**Instructions for the task**
List each line in the rows below that contains the string "query".

**Information provided**
** begin **
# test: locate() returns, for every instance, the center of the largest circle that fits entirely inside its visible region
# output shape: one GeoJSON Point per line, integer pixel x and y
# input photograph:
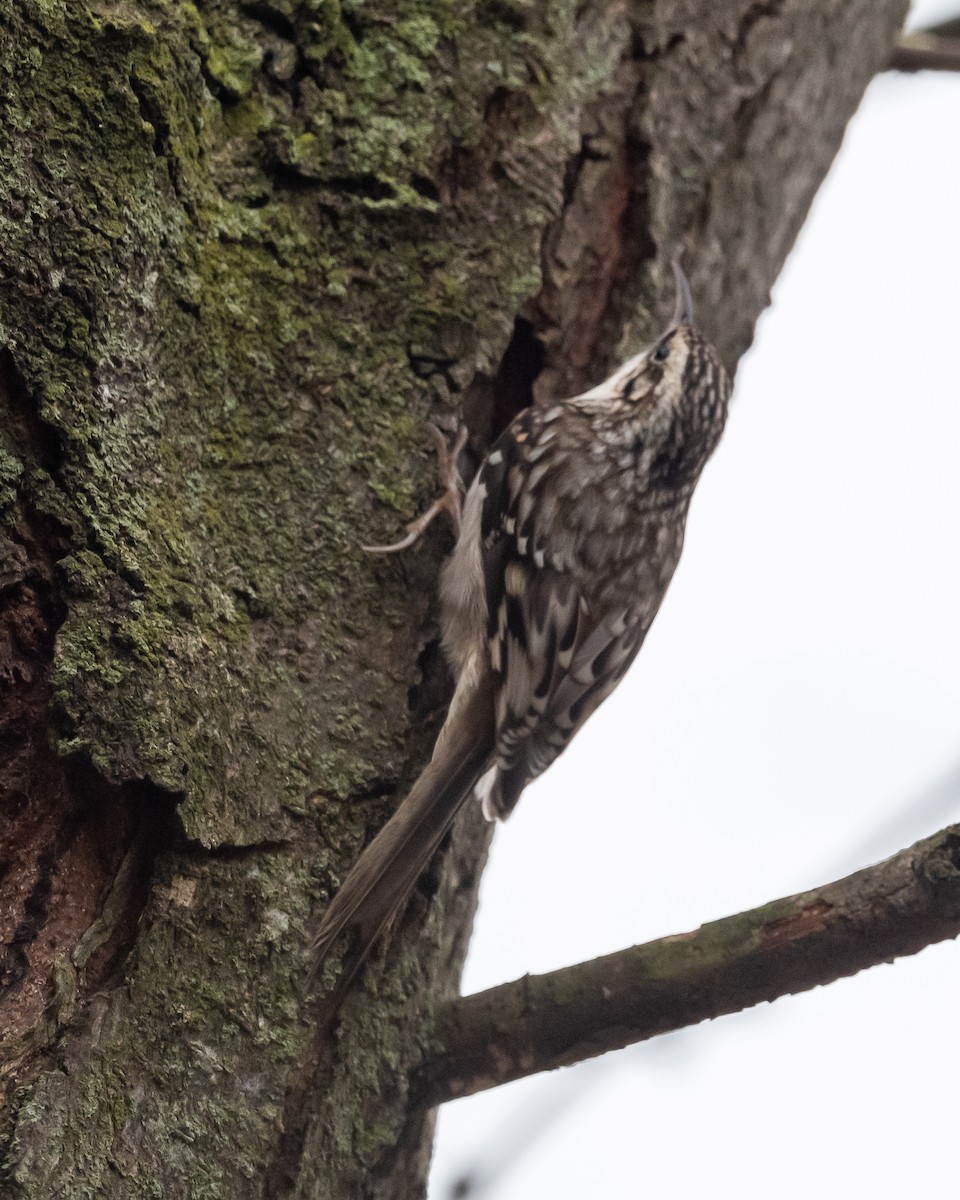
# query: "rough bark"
** end **
** begin **
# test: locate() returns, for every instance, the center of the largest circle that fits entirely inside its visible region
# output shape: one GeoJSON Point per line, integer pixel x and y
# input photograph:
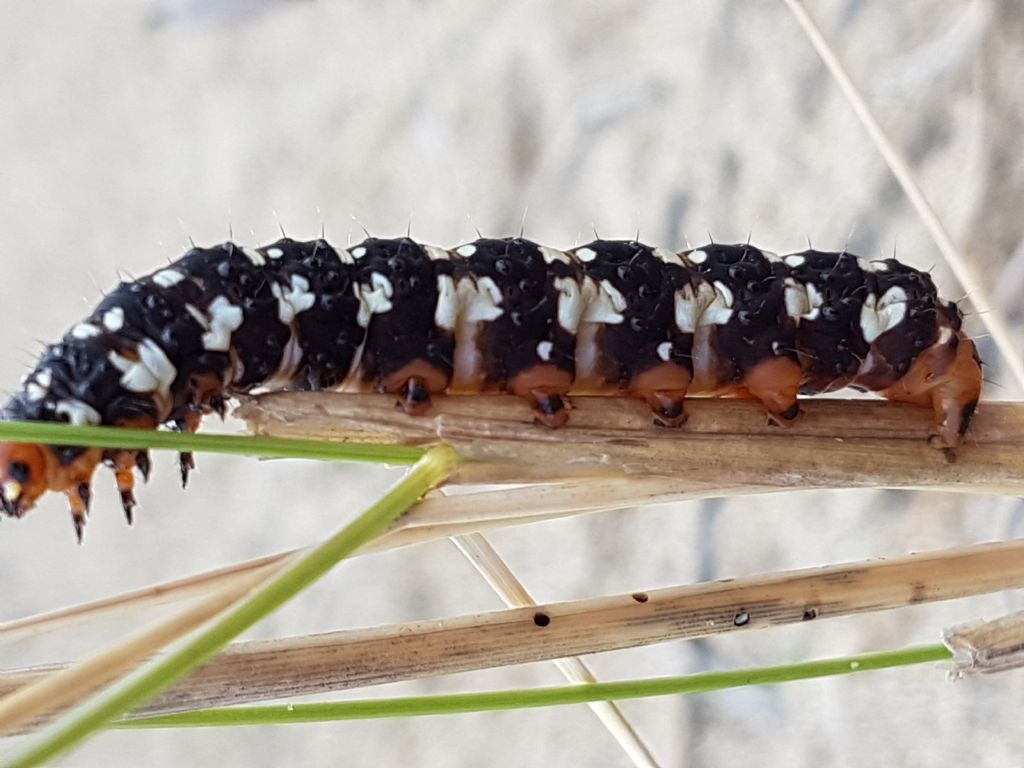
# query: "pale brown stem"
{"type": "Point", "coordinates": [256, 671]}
** end **
**Answer for the task**
# query: "rough bark"
# query: "pale brown stem"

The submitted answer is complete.